Please copy the records starting with the line that contains "Target: eyebrow" and going on through the end of the records, swapping "governs" for "determines" and leaving everything else unchanged.

Labeled region records
━━━━━━━━━━━━━━━━━━━━

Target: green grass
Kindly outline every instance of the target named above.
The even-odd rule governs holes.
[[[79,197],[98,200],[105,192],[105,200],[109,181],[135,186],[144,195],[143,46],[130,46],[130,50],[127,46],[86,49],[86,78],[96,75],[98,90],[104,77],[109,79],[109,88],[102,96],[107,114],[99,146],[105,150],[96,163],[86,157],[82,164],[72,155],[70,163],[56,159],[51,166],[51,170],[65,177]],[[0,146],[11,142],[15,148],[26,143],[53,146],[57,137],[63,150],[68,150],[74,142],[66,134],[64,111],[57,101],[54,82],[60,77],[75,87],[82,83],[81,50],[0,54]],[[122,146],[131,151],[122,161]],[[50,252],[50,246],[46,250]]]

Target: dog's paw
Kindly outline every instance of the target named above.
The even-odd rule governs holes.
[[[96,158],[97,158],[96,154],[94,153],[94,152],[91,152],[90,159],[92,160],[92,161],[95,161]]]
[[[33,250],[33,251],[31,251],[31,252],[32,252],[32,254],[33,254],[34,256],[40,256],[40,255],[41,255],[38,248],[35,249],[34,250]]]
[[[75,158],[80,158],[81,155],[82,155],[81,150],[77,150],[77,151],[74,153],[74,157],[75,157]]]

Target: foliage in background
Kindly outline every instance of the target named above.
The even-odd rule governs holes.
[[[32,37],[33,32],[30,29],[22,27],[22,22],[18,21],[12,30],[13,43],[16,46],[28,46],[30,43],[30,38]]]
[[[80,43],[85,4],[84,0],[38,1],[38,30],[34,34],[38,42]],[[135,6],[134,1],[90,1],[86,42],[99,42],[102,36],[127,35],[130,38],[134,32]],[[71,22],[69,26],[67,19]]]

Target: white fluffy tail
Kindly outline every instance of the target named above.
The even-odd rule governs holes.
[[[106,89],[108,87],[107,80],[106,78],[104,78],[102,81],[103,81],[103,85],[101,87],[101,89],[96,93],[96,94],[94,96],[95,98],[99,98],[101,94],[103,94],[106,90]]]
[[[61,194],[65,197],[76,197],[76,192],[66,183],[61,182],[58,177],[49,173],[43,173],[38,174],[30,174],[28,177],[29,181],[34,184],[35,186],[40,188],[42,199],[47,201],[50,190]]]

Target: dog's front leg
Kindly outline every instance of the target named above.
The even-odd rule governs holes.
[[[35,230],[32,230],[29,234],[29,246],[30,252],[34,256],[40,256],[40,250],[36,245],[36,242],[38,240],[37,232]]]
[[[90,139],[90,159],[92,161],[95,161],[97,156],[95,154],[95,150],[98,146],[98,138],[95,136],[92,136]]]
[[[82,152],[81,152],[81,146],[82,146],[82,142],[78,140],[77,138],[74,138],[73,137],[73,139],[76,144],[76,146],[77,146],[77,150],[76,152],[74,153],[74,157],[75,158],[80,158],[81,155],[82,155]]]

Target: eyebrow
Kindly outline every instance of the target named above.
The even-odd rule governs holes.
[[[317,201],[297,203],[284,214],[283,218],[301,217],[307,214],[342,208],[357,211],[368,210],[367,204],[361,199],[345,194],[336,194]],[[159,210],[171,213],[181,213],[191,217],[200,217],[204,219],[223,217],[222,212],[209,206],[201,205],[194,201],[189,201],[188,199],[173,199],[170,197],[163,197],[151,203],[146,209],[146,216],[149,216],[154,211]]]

━━━━━━━━━━━━━━━━━━━━

### Full response
Target: eyebrow
Kindly outline every instance of the target named above.
The even-odd rule determines holes.
[[[317,201],[297,203],[284,214],[283,218],[301,217],[307,214],[342,208],[357,211],[368,210],[367,204],[361,199],[345,194],[336,194]],[[159,210],[171,213],[181,213],[191,217],[200,217],[204,219],[223,217],[222,212],[209,206],[201,205],[194,201],[189,201],[188,199],[173,199],[170,197],[163,197],[151,203],[146,209],[146,216],[149,216],[154,211]]]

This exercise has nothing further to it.